» **What you should do**
Only the lines from the top of the data through the line with "x=179 y=152" should be repeated, each exactly as written.

*** Block opens ***

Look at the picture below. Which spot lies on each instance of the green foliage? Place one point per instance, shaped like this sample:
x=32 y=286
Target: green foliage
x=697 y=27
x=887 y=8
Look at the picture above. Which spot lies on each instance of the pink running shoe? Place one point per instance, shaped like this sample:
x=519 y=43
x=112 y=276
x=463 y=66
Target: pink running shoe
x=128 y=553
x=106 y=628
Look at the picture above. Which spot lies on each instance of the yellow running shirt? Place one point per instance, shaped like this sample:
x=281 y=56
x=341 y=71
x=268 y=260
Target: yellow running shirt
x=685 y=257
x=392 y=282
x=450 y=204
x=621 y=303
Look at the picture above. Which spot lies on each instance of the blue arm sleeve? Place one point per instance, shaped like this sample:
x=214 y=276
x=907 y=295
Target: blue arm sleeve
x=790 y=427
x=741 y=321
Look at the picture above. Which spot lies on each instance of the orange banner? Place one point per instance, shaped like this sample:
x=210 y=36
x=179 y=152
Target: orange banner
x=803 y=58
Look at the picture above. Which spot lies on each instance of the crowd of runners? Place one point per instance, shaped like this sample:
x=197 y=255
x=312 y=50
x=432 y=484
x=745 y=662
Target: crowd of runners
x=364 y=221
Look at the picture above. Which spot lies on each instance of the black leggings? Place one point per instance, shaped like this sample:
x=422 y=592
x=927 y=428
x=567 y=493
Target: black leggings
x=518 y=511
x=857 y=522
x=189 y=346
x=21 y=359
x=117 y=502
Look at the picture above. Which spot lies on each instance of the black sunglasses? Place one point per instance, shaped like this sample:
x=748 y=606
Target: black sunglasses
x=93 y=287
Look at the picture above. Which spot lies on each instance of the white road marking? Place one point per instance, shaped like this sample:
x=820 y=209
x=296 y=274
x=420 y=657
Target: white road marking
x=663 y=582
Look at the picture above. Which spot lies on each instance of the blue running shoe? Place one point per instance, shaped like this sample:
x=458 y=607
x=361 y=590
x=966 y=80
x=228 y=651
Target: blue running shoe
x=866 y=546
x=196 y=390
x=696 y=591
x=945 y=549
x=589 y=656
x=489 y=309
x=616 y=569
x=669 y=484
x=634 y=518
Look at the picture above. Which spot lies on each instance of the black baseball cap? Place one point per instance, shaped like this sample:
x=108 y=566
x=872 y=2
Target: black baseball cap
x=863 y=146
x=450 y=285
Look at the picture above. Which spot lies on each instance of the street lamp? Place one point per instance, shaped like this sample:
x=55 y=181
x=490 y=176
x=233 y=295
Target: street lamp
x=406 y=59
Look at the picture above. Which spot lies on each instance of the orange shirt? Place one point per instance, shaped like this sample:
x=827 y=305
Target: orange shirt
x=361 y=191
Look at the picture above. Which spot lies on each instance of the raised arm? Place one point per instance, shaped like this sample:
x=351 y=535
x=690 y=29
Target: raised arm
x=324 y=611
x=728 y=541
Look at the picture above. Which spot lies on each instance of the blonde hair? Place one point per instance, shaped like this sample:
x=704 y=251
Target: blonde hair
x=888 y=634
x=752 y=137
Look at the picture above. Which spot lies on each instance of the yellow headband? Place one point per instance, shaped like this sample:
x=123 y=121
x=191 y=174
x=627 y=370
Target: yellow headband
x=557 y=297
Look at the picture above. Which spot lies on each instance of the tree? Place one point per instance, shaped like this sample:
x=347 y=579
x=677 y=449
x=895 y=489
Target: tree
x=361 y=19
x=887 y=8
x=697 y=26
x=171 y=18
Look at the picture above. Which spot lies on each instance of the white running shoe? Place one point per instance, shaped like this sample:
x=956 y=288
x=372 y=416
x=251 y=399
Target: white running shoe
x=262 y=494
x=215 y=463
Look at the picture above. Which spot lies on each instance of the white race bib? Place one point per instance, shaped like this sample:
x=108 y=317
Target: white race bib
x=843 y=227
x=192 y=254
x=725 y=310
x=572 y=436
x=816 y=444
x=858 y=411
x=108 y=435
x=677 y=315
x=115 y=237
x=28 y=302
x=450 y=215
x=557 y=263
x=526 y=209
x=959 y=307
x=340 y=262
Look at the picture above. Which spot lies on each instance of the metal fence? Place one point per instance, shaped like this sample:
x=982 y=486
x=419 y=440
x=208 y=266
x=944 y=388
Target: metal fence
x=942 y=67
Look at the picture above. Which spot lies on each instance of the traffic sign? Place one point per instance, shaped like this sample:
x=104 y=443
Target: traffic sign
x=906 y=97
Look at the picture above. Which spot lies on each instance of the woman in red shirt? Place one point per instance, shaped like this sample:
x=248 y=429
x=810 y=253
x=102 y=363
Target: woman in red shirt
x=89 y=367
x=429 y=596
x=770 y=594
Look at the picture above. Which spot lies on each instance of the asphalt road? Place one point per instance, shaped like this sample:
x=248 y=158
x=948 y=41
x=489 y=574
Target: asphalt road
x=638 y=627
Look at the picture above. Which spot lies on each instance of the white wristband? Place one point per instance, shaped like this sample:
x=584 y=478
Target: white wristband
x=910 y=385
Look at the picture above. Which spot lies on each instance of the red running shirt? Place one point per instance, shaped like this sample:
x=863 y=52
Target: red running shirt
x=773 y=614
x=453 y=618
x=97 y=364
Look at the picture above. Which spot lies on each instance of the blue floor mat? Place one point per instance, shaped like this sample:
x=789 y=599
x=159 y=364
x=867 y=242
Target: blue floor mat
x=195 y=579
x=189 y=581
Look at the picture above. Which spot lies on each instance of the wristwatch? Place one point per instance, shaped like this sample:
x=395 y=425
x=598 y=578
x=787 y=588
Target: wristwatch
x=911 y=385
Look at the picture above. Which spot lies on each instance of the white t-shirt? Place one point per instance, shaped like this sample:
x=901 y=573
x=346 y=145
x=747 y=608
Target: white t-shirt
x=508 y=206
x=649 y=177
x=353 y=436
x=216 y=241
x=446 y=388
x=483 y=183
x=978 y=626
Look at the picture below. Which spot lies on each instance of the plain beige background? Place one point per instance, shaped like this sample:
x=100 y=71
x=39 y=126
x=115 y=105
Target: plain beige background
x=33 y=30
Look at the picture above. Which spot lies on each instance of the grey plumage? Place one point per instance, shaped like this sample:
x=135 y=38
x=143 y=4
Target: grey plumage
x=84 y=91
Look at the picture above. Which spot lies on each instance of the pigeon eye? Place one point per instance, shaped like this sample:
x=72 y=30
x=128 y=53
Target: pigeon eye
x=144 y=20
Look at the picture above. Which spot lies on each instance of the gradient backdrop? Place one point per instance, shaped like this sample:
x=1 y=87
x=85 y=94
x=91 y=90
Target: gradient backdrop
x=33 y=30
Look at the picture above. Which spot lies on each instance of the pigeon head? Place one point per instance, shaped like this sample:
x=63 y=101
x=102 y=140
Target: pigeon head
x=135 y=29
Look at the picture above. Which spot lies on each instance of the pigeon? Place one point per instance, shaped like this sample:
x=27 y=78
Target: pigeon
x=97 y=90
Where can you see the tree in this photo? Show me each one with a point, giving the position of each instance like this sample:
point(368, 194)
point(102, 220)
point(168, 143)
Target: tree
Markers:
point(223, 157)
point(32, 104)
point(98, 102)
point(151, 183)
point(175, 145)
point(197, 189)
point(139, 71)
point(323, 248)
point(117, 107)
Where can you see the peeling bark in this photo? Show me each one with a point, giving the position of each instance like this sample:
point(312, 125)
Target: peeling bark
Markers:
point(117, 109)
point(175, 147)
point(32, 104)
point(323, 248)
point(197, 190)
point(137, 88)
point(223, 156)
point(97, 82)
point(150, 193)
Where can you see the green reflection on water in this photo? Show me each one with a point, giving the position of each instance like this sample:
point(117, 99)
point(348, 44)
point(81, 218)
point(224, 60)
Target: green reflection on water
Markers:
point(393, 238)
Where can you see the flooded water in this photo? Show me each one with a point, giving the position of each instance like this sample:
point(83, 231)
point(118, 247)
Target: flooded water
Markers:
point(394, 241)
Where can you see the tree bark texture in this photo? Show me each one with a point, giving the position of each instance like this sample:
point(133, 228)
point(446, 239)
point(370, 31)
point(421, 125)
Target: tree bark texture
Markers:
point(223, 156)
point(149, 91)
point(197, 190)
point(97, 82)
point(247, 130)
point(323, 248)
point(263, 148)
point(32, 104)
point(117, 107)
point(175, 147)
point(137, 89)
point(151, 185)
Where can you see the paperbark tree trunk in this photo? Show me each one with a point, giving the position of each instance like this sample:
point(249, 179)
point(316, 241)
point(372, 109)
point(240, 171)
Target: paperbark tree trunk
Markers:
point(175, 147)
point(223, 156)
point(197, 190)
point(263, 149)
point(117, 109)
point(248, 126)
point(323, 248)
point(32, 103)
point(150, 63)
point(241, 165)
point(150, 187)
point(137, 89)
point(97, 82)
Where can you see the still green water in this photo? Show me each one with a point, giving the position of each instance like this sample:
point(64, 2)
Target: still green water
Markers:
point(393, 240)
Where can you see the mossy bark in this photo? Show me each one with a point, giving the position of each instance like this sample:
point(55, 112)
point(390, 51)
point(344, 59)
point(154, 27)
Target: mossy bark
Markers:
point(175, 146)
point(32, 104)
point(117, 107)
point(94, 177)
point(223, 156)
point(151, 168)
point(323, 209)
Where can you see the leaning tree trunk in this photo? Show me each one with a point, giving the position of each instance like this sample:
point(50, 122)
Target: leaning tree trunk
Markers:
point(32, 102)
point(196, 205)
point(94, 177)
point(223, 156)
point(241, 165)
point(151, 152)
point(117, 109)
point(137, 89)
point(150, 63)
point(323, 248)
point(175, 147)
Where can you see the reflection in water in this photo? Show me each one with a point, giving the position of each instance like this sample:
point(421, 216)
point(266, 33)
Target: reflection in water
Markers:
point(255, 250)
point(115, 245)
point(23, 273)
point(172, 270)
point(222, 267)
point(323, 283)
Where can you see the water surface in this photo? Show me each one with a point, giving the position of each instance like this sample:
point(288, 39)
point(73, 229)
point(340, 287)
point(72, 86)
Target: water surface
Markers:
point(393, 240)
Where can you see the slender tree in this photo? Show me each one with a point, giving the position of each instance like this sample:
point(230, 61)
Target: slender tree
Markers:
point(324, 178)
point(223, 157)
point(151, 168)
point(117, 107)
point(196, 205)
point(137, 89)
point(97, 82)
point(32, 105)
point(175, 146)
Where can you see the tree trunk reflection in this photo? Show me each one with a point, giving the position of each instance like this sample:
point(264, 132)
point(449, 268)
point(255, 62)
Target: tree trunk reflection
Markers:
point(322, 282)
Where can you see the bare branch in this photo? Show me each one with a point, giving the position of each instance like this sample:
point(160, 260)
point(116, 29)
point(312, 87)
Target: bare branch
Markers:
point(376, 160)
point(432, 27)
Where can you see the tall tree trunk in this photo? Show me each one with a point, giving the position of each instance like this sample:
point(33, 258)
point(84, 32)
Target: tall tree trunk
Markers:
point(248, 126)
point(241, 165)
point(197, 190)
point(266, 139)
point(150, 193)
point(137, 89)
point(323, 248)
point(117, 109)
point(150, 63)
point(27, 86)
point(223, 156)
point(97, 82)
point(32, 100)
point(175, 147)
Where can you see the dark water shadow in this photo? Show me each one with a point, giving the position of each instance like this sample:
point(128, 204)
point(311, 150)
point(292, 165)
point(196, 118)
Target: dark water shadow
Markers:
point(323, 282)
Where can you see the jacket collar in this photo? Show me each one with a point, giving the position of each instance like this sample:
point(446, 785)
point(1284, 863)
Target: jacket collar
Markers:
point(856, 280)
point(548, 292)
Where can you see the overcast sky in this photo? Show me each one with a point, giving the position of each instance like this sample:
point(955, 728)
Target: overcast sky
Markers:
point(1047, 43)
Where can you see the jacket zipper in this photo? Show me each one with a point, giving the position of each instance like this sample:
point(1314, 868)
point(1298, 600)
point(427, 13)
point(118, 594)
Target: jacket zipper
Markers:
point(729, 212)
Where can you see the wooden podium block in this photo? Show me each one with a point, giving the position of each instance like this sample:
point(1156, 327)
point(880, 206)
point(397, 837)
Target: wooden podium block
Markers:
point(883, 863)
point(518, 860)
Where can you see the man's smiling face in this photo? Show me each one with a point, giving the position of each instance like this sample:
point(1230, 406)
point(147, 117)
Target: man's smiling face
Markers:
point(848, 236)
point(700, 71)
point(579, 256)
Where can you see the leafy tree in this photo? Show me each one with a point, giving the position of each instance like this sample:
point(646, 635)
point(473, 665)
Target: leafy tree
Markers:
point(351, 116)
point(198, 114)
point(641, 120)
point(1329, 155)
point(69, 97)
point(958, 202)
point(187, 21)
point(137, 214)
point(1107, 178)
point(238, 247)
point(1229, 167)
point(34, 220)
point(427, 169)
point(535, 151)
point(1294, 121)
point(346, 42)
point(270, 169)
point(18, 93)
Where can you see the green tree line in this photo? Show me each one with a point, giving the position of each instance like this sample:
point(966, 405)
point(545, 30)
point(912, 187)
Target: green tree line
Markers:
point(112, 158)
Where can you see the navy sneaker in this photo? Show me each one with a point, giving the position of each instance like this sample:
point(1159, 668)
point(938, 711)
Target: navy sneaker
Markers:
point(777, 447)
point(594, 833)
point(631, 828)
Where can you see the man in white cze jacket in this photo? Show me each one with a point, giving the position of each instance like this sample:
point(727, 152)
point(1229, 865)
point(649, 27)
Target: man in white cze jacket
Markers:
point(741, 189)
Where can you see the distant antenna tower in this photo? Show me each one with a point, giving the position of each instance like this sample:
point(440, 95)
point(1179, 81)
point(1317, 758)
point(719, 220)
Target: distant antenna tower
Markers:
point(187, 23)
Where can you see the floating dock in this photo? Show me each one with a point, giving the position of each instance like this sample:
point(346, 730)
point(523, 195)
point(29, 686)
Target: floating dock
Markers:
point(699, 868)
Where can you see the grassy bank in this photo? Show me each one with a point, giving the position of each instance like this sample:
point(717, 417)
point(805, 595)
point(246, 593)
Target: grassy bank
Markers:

*** Block closes ***

» **Solution to this task**
Look at the picture below. Which spot lies on each instance of the green foliage? Place one point per instance, shaped like this sample:
x=32 y=286
Target: green foliage
x=697 y=27
x=887 y=8
Look at the picture above. Which spot lies on each instance of the pink running shoe? Place one point per instance, shaped like this sample:
x=519 y=43
x=112 y=276
x=463 y=66
Target: pink running shoe
x=128 y=553
x=106 y=628
Look at the picture above. Which spot lies on each instance of the yellow running shirt? Place one point per instance, shaped like this sample:
x=281 y=56
x=341 y=71
x=268 y=260
Target: yellow running shirt
x=685 y=257
x=392 y=282
x=450 y=204
x=621 y=303
Look at the picture above. Which spot lies on each instance of the blue arm sleeve? Place one point per instance, shaped like this sample:
x=214 y=276
x=907 y=295
Target: blue arm sleeve
x=790 y=427
x=741 y=321
Look at the picture above. Which spot lies on each instance of the orange banner? Place one point per instance, shaped like this sample:
x=210 y=36
x=179 y=152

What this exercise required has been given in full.